_REQUIREMENTS_
Rewrite the part of the items below that opens with the line containing "the round vase." and closes at the end of the items, including the requests unchanged, and scale every coordinate in the answers by 0.9, rounding to whole numbers with halves going up. Leave the pictures out.

:: SUPPLIED RECORDS ::

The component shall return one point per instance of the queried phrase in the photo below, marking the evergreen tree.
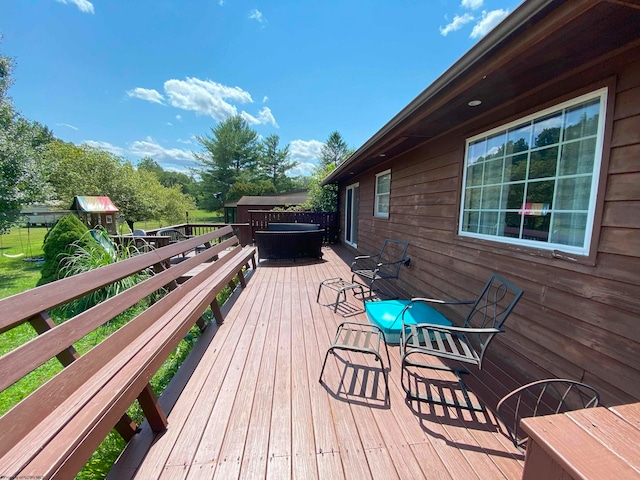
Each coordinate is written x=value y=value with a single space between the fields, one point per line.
x=334 y=151
x=274 y=163
x=231 y=149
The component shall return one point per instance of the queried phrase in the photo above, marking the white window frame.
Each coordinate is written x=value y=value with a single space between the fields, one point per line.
x=379 y=195
x=351 y=228
x=583 y=249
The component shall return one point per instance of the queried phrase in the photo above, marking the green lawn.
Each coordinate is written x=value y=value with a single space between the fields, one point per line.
x=17 y=275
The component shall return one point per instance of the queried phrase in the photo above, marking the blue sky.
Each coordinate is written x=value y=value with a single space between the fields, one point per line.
x=143 y=77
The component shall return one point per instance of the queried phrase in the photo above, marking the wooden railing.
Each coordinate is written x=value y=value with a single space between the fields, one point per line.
x=329 y=221
x=241 y=230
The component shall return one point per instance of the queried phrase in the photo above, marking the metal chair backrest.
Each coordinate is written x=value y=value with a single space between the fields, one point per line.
x=490 y=310
x=392 y=252
x=543 y=397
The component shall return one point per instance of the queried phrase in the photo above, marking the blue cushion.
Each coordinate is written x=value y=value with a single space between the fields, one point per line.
x=386 y=315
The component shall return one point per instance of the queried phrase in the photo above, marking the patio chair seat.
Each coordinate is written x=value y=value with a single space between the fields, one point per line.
x=382 y=266
x=387 y=315
x=466 y=344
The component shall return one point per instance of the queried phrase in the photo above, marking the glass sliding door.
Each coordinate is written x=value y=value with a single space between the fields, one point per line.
x=351 y=214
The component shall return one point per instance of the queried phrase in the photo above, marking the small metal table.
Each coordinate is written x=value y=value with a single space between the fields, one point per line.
x=341 y=286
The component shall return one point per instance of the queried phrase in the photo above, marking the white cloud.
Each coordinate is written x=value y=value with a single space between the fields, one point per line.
x=105 y=146
x=472 y=4
x=264 y=116
x=305 y=151
x=148 y=94
x=456 y=24
x=205 y=97
x=305 y=169
x=488 y=21
x=150 y=148
x=83 y=5
x=256 y=15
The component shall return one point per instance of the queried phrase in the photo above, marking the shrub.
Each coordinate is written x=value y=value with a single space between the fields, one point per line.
x=98 y=251
x=60 y=242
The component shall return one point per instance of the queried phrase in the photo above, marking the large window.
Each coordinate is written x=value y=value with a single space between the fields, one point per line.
x=383 y=192
x=534 y=181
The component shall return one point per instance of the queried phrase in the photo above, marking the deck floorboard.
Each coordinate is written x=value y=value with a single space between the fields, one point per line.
x=253 y=406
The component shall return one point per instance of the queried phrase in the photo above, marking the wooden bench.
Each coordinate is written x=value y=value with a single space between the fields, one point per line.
x=592 y=443
x=53 y=432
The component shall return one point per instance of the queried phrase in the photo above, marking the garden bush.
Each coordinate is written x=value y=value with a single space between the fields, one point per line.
x=60 y=242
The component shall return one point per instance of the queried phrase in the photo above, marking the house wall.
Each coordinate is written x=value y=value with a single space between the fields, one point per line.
x=578 y=320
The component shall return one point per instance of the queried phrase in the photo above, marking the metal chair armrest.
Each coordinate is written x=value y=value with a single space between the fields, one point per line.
x=443 y=302
x=453 y=329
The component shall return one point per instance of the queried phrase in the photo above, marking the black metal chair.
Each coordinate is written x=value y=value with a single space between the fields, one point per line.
x=382 y=266
x=467 y=344
x=543 y=397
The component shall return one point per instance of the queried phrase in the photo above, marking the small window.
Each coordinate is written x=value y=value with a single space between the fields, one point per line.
x=534 y=182
x=383 y=192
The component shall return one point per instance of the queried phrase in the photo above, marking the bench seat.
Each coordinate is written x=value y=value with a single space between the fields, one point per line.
x=53 y=432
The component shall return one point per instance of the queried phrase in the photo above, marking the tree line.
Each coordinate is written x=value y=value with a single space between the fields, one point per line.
x=36 y=167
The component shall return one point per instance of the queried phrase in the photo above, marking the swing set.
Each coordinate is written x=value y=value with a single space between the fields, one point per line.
x=22 y=247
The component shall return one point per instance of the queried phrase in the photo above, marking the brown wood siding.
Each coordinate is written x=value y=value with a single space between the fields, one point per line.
x=577 y=319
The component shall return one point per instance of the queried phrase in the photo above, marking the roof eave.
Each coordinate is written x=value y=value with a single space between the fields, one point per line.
x=516 y=20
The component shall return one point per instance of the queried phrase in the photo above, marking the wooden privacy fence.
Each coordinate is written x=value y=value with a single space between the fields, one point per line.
x=329 y=221
x=53 y=432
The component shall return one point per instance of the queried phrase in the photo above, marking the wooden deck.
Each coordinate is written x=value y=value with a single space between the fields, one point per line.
x=253 y=406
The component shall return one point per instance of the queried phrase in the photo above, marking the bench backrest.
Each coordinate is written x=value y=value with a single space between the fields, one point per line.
x=292 y=227
x=34 y=305
x=20 y=308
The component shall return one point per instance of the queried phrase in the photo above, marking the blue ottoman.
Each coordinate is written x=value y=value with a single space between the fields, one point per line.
x=386 y=315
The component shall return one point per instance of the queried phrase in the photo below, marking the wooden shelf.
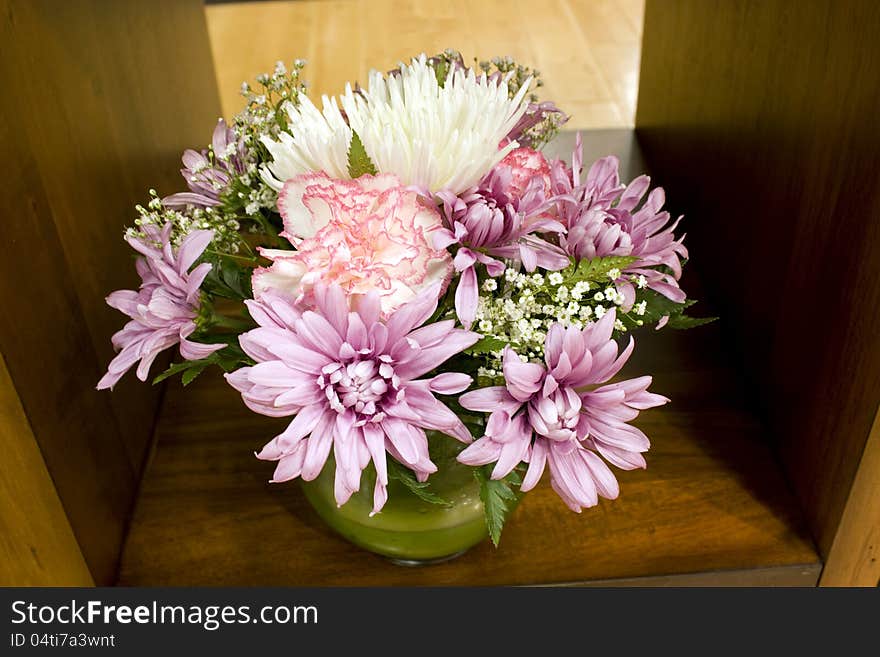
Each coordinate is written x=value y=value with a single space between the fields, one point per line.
x=712 y=499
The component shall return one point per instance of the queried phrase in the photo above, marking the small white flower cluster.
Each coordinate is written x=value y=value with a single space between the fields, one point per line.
x=265 y=114
x=226 y=236
x=518 y=309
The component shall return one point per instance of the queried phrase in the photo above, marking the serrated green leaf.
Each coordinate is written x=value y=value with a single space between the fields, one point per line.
x=496 y=495
x=596 y=270
x=685 y=322
x=404 y=475
x=359 y=162
x=190 y=374
x=176 y=368
x=441 y=71
x=487 y=345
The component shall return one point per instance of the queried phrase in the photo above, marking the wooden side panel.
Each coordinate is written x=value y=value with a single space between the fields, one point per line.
x=99 y=100
x=760 y=118
x=854 y=559
x=37 y=546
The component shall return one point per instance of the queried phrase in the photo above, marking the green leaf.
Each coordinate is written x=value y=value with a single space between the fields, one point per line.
x=487 y=345
x=498 y=498
x=228 y=279
x=685 y=322
x=177 y=368
x=596 y=270
x=192 y=373
x=441 y=70
x=404 y=475
x=359 y=162
x=230 y=358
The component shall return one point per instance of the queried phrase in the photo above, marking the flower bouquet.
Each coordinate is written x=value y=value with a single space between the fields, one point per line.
x=440 y=309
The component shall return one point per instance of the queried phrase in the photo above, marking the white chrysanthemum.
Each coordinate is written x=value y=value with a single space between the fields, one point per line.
x=318 y=141
x=430 y=136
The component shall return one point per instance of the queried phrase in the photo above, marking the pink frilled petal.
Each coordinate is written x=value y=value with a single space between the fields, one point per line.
x=570 y=476
x=413 y=313
x=271 y=311
x=489 y=399
x=432 y=414
x=375 y=440
x=290 y=465
x=318 y=447
x=332 y=303
x=514 y=447
x=422 y=360
x=443 y=238
x=467 y=297
x=192 y=246
x=523 y=379
x=537 y=461
x=621 y=458
x=480 y=452
x=300 y=220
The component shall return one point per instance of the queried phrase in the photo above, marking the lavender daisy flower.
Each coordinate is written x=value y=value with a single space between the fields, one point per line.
x=163 y=311
x=563 y=413
x=500 y=218
x=351 y=379
x=605 y=218
x=206 y=180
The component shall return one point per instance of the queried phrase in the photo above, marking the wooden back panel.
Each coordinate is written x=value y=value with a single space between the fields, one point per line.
x=760 y=117
x=99 y=99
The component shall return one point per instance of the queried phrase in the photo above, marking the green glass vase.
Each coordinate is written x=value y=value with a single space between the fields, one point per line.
x=409 y=530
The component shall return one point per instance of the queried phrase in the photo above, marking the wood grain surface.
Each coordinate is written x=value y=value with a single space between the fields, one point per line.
x=761 y=116
x=712 y=498
x=37 y=546
x=854 y=559
x=99 y=100
x=587 y=50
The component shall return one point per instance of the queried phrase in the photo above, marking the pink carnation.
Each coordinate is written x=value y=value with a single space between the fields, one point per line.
x=525 y=164
x=365 y=235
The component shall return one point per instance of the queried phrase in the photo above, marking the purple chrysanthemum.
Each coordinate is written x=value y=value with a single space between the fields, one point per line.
x=350 y=378
x=208 y=180
x=163 y=311
x=501 y=217
x=605 y=218
x=561 y=414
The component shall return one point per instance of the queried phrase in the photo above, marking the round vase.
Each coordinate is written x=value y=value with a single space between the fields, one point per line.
x=409 y=530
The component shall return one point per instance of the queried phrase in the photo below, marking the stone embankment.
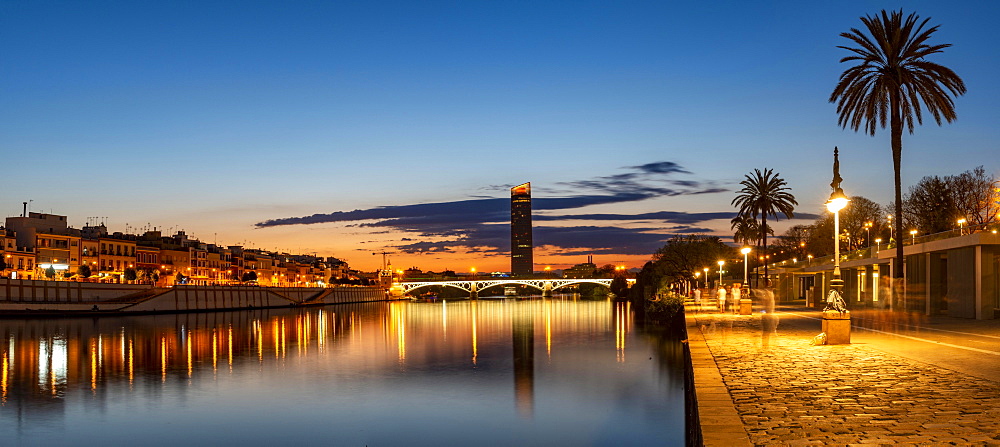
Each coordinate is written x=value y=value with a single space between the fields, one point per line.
x=19 y=297
x=773 y=387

:::

_REPLY_
The component shall return one point per instance of the queried phrase in the photo above, marking the round vase.
Each coordinate is written x=value y=value with a single space between the fields, one point per line.
x=368 y=477
The component shall return one point per instance of the queried phrase in the photo below, marking the stone embankment.
Each coordinate is written x=value y=value with a single space between the fields, one point per line.
x=17 y=267
x=696 y=348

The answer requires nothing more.